Data listing:
____

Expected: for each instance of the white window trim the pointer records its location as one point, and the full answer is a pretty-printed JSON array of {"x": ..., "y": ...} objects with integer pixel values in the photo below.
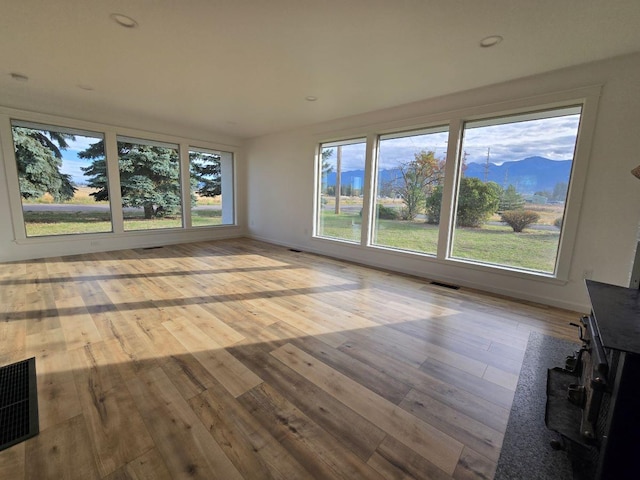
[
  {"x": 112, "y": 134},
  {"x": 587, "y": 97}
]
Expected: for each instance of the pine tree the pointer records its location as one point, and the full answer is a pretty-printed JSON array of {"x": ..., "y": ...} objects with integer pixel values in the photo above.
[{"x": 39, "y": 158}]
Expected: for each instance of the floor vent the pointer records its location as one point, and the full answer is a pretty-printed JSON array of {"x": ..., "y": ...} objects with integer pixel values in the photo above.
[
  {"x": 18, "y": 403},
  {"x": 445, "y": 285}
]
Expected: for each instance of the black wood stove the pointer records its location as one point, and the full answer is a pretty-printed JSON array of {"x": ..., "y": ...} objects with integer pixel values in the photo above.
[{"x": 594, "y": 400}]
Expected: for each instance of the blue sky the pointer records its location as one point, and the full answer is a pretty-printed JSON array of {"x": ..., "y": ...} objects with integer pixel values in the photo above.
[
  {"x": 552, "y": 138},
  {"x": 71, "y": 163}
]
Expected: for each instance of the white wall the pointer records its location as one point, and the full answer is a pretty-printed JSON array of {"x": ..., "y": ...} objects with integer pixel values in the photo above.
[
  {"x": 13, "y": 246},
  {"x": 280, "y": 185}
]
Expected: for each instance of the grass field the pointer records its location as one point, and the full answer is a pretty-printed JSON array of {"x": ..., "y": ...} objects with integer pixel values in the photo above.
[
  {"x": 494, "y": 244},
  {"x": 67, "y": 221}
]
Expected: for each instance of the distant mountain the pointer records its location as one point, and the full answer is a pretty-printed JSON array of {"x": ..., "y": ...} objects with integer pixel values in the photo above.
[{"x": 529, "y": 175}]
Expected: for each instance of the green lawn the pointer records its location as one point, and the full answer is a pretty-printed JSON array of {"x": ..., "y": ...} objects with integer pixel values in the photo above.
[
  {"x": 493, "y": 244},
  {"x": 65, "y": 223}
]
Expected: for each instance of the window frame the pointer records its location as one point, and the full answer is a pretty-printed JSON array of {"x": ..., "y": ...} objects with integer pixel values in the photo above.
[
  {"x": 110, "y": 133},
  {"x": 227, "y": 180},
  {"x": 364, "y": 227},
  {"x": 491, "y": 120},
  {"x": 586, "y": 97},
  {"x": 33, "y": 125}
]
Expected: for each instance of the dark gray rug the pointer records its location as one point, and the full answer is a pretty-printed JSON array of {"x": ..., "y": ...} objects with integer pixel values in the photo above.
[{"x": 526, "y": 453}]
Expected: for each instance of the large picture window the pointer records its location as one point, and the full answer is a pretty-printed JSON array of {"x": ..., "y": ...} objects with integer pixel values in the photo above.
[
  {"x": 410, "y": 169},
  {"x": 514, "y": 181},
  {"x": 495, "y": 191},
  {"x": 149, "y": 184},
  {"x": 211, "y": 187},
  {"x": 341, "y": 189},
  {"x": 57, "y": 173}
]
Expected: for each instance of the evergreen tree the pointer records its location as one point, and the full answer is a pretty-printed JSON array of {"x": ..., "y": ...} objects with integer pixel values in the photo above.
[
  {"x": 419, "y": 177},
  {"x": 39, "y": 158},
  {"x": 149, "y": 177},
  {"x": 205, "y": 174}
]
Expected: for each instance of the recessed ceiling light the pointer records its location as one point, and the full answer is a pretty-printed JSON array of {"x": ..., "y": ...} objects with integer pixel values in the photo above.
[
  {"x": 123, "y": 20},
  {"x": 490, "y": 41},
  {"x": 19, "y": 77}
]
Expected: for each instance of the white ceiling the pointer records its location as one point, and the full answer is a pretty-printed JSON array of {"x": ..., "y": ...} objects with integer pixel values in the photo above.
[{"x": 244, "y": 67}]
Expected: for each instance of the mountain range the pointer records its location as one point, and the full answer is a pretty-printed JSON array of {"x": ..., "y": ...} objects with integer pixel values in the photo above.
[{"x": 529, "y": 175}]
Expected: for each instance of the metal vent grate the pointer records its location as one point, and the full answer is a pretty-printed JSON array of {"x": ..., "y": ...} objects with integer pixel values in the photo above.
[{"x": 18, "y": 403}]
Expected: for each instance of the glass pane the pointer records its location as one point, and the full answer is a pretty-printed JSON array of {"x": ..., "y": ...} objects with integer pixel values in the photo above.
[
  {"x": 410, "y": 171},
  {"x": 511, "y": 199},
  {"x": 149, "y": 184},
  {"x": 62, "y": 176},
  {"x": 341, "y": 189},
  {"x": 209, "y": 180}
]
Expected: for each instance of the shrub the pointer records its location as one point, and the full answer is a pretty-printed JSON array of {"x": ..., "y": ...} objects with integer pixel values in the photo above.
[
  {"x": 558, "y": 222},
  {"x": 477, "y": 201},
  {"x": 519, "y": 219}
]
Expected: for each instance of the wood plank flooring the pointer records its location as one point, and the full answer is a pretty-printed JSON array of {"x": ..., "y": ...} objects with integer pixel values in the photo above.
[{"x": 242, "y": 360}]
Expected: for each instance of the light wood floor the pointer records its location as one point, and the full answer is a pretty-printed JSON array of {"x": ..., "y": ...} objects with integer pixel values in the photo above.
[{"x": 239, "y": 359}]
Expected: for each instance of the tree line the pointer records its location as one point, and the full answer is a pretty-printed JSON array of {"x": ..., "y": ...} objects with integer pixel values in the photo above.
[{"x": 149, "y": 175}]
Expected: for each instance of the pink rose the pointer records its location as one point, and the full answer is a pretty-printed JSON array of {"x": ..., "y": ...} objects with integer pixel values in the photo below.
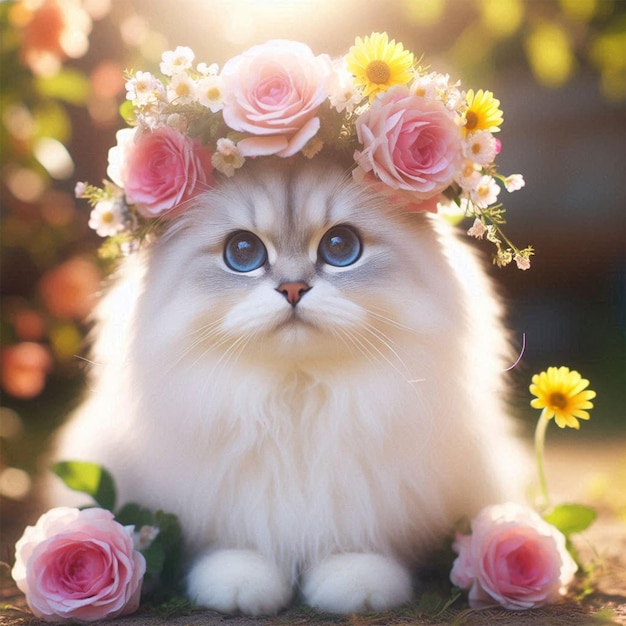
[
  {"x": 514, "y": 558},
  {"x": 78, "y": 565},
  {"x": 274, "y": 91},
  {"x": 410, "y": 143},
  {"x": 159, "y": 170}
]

____

DIRECTION —
Going from the line with "Expected: for each instance of the light" to the last line of the listing, write out each line exactly and nothing else. Leave out all pictures.

TASK SOLUTION —
Expected: for each instance of the light wood floor the pointer records its location as one point, and the full answer is a pretty-printed JSON array of {"x": ..., "y": ...} objects with integer pixel values in the photo above.
[{"x": 239, "y": 359}]
Expected: for each instance of the tree line the pointer records its location as one point, and the full answer is a pretty-printed JSON array of {"x": ..., "y": ...} objects with integer pixel values in the photo above.
[{"x": 149, "y": 175}]
Expected: for each instance of the pink rose the pointer records its location as one point, and the full answer is a pretty-printed JSON array of {"x": ..., "y": ...} objects with integer pixel values in the photo below.
[
  {"x": 514, "y": 558},
  {"x": 78, "y": 565},
  {"x": 274, "y": 91},
  {"x": 410, "y": 143},
  {"x": 159, "y": 170}
]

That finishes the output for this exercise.